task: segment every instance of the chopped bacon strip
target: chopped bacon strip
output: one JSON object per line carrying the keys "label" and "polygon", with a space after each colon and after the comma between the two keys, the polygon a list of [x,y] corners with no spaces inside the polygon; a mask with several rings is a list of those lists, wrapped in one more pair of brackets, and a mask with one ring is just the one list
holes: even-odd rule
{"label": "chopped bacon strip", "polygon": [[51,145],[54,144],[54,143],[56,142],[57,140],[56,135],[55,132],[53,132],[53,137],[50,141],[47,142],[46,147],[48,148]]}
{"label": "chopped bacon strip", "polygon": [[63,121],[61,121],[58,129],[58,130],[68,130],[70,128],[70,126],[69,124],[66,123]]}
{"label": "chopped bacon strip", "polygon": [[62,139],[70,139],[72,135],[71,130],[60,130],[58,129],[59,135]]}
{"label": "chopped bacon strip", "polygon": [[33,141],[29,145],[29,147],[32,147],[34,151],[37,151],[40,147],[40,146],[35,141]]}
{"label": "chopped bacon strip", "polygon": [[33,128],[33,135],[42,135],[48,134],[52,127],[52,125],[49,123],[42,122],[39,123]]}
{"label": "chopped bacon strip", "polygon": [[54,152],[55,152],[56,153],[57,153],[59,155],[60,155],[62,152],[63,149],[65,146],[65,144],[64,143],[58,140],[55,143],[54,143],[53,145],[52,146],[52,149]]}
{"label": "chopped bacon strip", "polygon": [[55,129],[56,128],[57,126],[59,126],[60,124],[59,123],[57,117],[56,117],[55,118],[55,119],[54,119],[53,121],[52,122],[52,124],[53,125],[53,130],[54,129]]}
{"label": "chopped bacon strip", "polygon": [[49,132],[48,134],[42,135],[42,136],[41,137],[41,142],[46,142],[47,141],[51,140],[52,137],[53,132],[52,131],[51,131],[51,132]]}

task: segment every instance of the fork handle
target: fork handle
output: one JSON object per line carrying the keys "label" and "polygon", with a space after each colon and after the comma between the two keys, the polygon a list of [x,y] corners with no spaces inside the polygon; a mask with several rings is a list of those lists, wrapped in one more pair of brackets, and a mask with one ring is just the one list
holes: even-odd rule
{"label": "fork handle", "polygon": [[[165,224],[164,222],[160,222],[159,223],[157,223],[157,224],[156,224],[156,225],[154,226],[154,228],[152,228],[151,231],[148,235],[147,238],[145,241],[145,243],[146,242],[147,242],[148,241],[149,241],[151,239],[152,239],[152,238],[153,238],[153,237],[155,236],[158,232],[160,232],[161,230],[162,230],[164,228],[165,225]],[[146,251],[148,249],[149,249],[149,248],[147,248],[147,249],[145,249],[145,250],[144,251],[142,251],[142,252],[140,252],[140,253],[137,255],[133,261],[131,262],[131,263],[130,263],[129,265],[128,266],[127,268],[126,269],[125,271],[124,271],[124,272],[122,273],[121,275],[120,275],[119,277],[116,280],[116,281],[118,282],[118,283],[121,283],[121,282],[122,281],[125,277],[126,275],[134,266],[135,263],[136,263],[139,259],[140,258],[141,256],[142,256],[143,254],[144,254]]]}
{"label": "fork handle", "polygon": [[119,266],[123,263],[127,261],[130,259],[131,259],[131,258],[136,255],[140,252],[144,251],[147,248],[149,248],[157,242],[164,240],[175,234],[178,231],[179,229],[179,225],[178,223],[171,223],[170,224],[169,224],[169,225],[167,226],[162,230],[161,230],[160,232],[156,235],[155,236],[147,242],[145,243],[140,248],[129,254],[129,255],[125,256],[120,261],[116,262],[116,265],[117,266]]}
* * * * * * * * *
Reproduce all of the material above with "even-odd rule" swapped for "nonzero winding rule" and every other character unchanged.

task: segment every instance of the chopped bacon strip
target: chopped bacon strip
output: one JSON object per line carrying the keys "label" and "polygon", with a space after each colon and after the comma between the two keys, the polygon a list of [x,y] corners with no spaces inside the polygon; a mask with several rings is a list of those lists, wrapped in one more pair of brackets, and a mask with one ring is just the one list
holes: nonzero winding rule
{"label": "chopped bacon strip", "polygon": [[51,145],[54,144],[54,143],[56,142],[57,140],[56,135],[55,132],[53,132],[53,137],[50,141],[47,142],[46,147],[48,148]]}
{"label": "chopped bacon strip", "polygon": [[63,121],[61,121],[58,129],[58,130],[68,130],[70,128],[70,126],[69,124],[66,123]]}
{"label": "chopped bacon strip", "polygon": [[62,139],[70,139],[72,135],[71,130],[60,130],[58,129],[59,135]]}
{"label": "chopped bacon strip", "polygon": [[33,141],[29,145],[29,147],[32,147],[34,151],[37,151],[40,147],[40,146],[35,141]]}
{"label": "chopped bacon strip", "polygon": [[33,128],[33,135],[42,135],[48,134],[52,127],[52,125],[49,123],[42,122],[39,123]]}
{"label": "chopped bacon strip", "polygon": [[54,152],[55,152],[56,153],[57,153],[59,155],[60,155],[62,152],[63,149],[65,146],[65,144],[64,143],[58,140],[55,143],[54,143],[53,145],[52,146],[52,149]]}
{"label": "chopped bacon strip", "polygon": [[55,129],[56,128],[57,126],[59,126],[60,124],[59,123],[57,117],[56,117],[55,118],[55,119],[54,119],[53,121],[52,122],[52,124],[53,125],[53,130],[54,129]]}
{"label": "chopped bacon strip", "polygon": [[49,132],[48,134],[42,135],[42,136],[41,137],[41,142],[46,142],[47,141],[51,140],[52,137],[53,132],[52,131],[51,131],[51,132]]}

task: segment every instance of the fork handle
target: fork handle
output: one JSON object per line carrying the keys "label" and "polygon", with a space after each colon and after the comma between the two keys, the polygon a list of [x,y] corners with no spaces inside the polygon; a mask with several rings is a list of those lists, wrapped in one more pair of brackets, and a mask with one ring is just the one list
holes: nonzero winding rule
{"label": "fork handle", "polygon": [[[165,224],[164,222],[160,222],[159,223],[157,223],[157,224],[156,224],[156,225],[154,226],[154,228],[152,228],[151,231],[148,235],[147,238],[145,241],[145,243],[146,242],[147,242],[148,241],[149,241],[151,239],[152,239],[152,238],[153,238],[153,237],[155,236],[158,232],[160,232],[161,230],[162,230],[164,228],[165,225]],[[146,251],[148,249],[149,249],[149,248],[147,248],[147,249],[145,249],[145,250],[144,251],[142,251],[142,252],[140,252],[140,253],[137,255],[133,261],[131,262],[131,263],[130,263],[129,265],[128,266],[127,268],[126,269],[125,271],[124,271],[124,272],[122,273],[121,275],[120,275],[119,277],[116,280],[116,281],[118,282],[118,283],[121,283],[121,282],[122,281],[125,277],[126,275],[134,266],[135,263],[136,263],[139,259],[140,258],[141,256],[142,256],[143,254],[144,254]]]}
{"label": "fork handle", "polygon": [[119,266],[123,263],[127,261],[130,259],[131,259],[131,258],[136,255],[140,252],[144,251],[147,248],[149,248],[157,242],[164,240],[175,234],[178,231],[179,229],[179,225],[178,223],[171,223],[170,224],[169,224],[169,225],[167,226],[162,230],[161,230],[160,232],[156,235],[155,236],[147,242],[145,243],[140,248],[129,254],[129,255],[125,256],[120,261],[116,262],[116,265],[117,266]]}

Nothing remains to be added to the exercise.